▶ [Exercise requirements] In the essay on social reproductive labor time, when does Martineau say the earliest clocks appeared?

▶ [Text for analysis]
Capitalists and Marxists both have long studied how capitalism imposes a time-work discipline on waged workers. And some Marxists—most famously perhaps Henri Lefebvre— have suggested that time structures social life more generally. In what follows, I think about this question from the more specific perspective of social reproductive labor time. That is, what can be said about the temporalities of life-making in capitalist societies? How might an analytic focus on time and temporalities help us better understand how capitalism concretely conditions the work of life-making? And how might social reproductive labor time, despite being conditioned by capitalist productive relations, contradict and be deployed to resist capitalism?
This essay, I hope, offers some thoughts on how answers to such questions might be pursued. It is part of a larger project on the social reproduction of childhood in capitalism. After a condensed discussion drawing heavily on Jonathan Martineau’s discussion of capitalist clock-time, I consider ways in which social reproductive labor enacts and resists capitalist clock-time. I offer ideas about what makes the capitalist temporal organization of social reproductive labor both necessary and possible if never total and argue that the temporalities of meeting human needs through capitalistically unproductive social reproductive labor are essential to both profit-making and to resisting capitalist class power. (By “capitalistically unproductive” I mean both unwaged social reproductive labor done in households and communities and waged social reproductive labor performed by workers in the public and nonprofit sectors.)
Capitalist Clock-time
In Time, Capitalism and Alienation (Haymarket, 2016), Martineau argues that clock-time is constitutive of class power. Noting that clock-time itself precedes capitalism (the earliest clocks appearing circa 1300), he shows how—with its precise, invariable, quantifiable units of hours, minutes and seconds—clock-time is the very condition of the production of capitalist profit or surplus value. The quality of time is irrelevant. What matters, he demonstrates, is that the average hours of labor time is a key determining force of wealth creation. Quantitative clock-time is the force behind the law of value, which not only dictates the prices of goods and services (and thus which goods and services will produce a profit and thus be produced) but also how these must be produced in order to realize that profit. His point is that clock-time is not simply a measure of capitalist productivity, but that it structures production and the on-going production of surplus value, ultimately undergirding capitalist class rule.

Referring expression pointing data
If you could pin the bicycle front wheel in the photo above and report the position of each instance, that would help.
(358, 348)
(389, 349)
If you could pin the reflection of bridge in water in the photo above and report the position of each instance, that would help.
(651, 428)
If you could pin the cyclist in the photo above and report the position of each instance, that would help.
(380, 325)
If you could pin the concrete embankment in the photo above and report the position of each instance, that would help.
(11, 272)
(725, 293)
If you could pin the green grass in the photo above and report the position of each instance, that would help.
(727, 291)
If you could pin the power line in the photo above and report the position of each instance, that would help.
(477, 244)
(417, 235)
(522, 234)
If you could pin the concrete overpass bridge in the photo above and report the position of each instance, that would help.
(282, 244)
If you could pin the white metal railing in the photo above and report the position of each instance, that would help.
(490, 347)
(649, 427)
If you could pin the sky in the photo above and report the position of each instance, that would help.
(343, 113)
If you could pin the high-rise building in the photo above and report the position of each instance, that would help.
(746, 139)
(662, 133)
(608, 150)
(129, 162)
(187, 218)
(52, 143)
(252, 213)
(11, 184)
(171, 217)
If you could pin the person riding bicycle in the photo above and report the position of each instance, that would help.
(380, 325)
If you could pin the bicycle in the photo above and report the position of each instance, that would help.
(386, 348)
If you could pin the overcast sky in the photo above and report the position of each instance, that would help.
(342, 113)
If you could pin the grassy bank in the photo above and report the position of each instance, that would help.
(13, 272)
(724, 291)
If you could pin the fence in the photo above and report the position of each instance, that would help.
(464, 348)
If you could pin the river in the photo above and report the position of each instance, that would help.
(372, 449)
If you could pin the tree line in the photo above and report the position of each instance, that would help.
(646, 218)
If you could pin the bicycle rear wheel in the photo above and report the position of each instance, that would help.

▶ [The answer] Circa 1300.